EXTRAIT DU DOCUMENT

☆ ☆ ☆

Voir [Reffye (de), Ph. et Houllier, F., 1997], pp. 987-988 : “A crucial point is that AMAPsim is linked to AMAPmod and that the theory of graphs and automata makes it possible to estimate the transition probabilities among the states from experimental data (which is not the case for most simulation methods which cannot be ‘fed’ by observations). There is thus a bridge between empirical observations of plant architecture and the morphogenetic simulations of AMAPsim, thus the possibility to adjust and validate the model”.

2015.

Selon l’expression de la page internet de l’INRA dédiée à l’AMAP : [INRA, architecte, 1998].

2016.

Pour ces chiffres, voir [Reffye (de), Ph. et al., 1996], pp. 17-18.

2017.

Voir l’historique de Pierre Dinouard in [Reffye (de), Ph. et al., 1996], p. 165.

2018.

Elles étaient tombés à 600kF par an : à comparer aux 1,2 à 1,5 millions de francs annuels que l’Unité avait pu gagner jusque là avec ses ventes de logiciel (avec une pointe à 2,5 millions de francs). Aux mêmes époques, pour son fonctionnement total (personnel + équipement), l’unité réclame environ 12 millions de francs par an. Voir [Houllier, F. et Varenne, F., 2000], pp. 18-19. L’unité est donc loin de subvenir à ses besoins en vendant du logiciel.

2019.

☆ ☆ ☆

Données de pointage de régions

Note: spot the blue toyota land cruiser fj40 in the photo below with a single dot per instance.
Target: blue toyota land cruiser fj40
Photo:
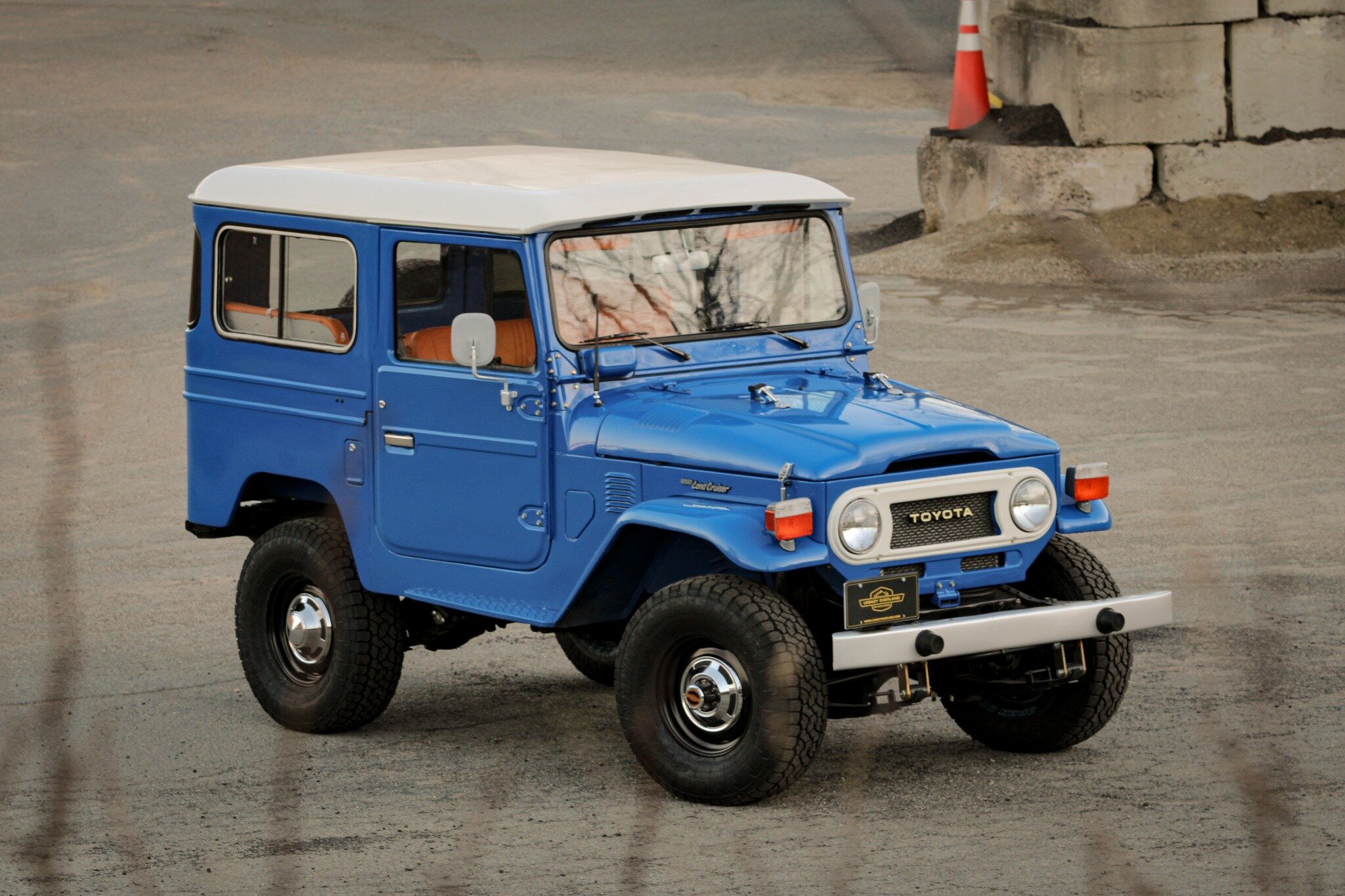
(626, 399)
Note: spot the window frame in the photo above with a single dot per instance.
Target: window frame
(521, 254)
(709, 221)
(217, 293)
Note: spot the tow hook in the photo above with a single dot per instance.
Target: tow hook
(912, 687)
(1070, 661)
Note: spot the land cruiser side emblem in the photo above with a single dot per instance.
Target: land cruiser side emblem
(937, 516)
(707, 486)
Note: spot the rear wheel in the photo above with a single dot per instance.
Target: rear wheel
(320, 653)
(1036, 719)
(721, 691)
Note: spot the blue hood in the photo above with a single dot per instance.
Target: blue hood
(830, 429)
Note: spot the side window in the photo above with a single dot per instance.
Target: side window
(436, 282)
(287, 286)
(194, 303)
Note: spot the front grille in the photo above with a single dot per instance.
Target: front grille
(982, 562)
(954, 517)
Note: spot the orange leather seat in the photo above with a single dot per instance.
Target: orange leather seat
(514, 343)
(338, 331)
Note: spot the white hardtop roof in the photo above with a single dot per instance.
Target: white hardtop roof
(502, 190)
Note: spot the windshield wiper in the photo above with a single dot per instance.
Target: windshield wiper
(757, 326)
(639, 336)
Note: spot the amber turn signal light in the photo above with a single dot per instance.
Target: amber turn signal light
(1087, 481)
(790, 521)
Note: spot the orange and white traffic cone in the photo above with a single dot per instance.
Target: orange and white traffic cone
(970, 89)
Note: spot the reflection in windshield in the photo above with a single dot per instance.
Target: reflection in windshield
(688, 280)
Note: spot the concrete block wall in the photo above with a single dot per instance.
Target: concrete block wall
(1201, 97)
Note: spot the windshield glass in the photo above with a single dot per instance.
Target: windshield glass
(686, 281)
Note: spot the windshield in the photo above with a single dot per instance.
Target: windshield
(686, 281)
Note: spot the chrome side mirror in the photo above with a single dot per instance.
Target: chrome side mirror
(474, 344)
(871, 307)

☆ ☆ ☆

LISTE DES TÂCHES
(a) Relevez toutes les références bibliographiques distinctes citées entre crochets dans les notes sur l’unité AMAP.
(b) Dans les notes sur l’unité AMAP, renommez "AMAPmod" en "AMAPmodel" dans le passage qui commence à "Voir [Reffye (de), Ph. et Houllier, F., 1997], pp." et se termine à "[INRA, architecte, 1998].".
(c) Prolongez les notes sur l’unité AMAP à partir de l’endroit où elles s’arrêtent.
Les enregistrements n’interviennent d’aucune façon ici.

RÉPONSES PAR TÂCHE
(a)
- [Reffye (de), Ph. et Houllier, F., 1997]
- [INRA, architecte, 1998]
- [Reffye (de), Ph. et al., 1996]
- [Houllier, F. et Varenne, F., 2000]

(b)
Voir [Reffye (de), Ph. et Houllier, F., 1997], pp. 987-988 : “A crucial point is that AMAPsim is linked to AMAPmodel and that the theory of graphs and automata makes it possible to estimate the transition probabilities among the states from experimental data (which is not the case for most simulation methods which cannot be ‘fed’ by observations). There is thus a bridge between empirical observations of plant architecture and the morphogenetic simulations of AMAPsim, thus the possibility to adjust and validate the model”.

2015.

Selon l’expression de la page internet de l’INRA dédiée à l’AMAP : [INRA, architecte, 1998].

(c)
Ce système de revue externe ou d’évaluation collective intervient tous les 5 ans et il permet de stimuler la recherche et la valorisation ainsi que de faire des préconisations. Il se fonde sur une analyse faite pendant 6 mois par des intervenants extérieurs. Elle donne lieu à débats et à publications. Ce système a été mis en place par Hervé Bichat à partir du modèle d’évaluation en cours dans les grands Instituts de Recherche Agronomiques comme l’IRRI (International Rice Research Institute : Institut de recherche américain sur le riz, fondé en 1971 et visant à promouvoir la recherche pour le développement en agronomie ; 15 autres IRI seront fondés par la suite sur ce modèle).Voir [Bichat, H. et Varenne, F., 2001], p. 13.

2020.

[Pavé, A., 1996], p. 33.

2021.

Actuellement (2004), Stéphane Gourgout est Directeur Commercial de Bionatics. Cette société possède l’exclusivité pour la diffusion de la technologie AMAP, excepté le moteur de croissance. C’est-à-dire qu’elle possède des droits sur tout l’environnement logiciel (modelage des végétaux…). Elle reverse de l’argent à l’Unité AMAP en fonction de ses ventes.